— Begin —
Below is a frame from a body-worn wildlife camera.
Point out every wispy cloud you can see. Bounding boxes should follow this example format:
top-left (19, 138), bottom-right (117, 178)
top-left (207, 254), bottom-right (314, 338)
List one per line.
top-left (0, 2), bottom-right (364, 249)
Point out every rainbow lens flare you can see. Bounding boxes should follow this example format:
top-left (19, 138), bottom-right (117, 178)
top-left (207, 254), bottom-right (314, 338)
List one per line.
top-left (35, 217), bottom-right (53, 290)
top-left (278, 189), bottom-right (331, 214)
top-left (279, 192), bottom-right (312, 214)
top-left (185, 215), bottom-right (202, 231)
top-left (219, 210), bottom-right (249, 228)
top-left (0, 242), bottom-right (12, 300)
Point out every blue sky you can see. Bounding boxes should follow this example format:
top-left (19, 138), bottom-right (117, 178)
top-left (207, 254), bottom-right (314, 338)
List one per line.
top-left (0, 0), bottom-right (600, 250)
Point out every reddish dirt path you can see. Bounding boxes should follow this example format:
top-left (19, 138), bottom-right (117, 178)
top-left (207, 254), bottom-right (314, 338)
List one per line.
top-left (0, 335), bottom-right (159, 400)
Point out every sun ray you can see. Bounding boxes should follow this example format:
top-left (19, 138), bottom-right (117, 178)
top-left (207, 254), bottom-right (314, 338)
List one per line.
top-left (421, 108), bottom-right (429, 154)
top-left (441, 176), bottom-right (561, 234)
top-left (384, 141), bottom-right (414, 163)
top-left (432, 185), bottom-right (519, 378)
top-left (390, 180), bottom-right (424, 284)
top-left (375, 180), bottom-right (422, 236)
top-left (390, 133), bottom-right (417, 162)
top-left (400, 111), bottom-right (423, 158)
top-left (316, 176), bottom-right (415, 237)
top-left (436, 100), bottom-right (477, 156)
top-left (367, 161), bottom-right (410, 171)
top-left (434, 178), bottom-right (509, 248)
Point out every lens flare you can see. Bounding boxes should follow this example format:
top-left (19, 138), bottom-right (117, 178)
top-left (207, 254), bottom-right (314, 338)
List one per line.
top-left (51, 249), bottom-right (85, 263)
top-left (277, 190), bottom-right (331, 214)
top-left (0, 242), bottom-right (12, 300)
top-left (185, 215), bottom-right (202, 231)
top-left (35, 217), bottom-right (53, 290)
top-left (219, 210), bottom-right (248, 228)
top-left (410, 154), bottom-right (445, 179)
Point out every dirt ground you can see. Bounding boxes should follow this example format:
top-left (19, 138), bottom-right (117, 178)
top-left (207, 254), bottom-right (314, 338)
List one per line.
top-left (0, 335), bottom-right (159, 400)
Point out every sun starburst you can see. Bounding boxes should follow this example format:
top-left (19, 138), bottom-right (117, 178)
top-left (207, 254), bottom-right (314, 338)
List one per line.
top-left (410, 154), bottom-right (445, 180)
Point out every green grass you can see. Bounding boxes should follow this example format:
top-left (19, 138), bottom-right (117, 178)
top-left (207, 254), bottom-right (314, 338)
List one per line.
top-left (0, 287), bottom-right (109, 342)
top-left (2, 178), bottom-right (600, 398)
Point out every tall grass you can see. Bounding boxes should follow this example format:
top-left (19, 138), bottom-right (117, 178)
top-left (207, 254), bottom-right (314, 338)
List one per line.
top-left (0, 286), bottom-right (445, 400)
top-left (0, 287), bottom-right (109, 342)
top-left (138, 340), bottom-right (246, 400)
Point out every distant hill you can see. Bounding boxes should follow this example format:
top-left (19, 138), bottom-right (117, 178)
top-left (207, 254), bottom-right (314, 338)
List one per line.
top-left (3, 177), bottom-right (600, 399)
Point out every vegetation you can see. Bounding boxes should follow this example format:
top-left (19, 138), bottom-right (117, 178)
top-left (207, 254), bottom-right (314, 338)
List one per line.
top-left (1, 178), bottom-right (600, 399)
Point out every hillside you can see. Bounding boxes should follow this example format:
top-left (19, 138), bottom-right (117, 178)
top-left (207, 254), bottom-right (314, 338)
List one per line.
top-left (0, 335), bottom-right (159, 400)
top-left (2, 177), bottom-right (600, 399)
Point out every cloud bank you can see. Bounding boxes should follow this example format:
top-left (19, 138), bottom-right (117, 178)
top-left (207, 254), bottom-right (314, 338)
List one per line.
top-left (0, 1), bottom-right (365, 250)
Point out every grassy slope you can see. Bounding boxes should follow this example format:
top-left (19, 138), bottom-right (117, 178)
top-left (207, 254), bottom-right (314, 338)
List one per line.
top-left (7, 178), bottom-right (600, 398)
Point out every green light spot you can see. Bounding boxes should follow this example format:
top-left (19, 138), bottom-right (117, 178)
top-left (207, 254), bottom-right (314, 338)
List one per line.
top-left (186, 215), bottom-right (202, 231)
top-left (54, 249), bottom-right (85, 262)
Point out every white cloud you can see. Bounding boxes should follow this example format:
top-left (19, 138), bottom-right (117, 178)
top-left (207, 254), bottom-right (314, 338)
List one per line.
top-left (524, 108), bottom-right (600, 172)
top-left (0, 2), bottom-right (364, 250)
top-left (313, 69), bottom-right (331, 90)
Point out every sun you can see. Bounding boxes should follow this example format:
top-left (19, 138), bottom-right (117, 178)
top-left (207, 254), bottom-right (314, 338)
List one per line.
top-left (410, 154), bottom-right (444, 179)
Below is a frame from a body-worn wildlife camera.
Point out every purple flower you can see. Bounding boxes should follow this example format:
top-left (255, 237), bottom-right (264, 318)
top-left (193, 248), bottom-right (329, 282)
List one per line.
— End —
Shift the answer coordinates: reproduce everything from the start of the items up to and including the line with "top-left (0, 2), bottom-right (364, 249)", requests included. Add 100 to each coordinate in the answers, and leave the numbers in the requests and their format samples unchanged.

THE RESULT:
Below is a frame from a body-worn wildlife camera.
Point out every wispy cloud you can see. Bounding boxes should follow this example format:
top-left (19, 138), bottom-right (117, 178)
top-left (207, 254), bottom-right (314, 338)
List one per line.
top-left (100, 102), bottom-right (464, 349)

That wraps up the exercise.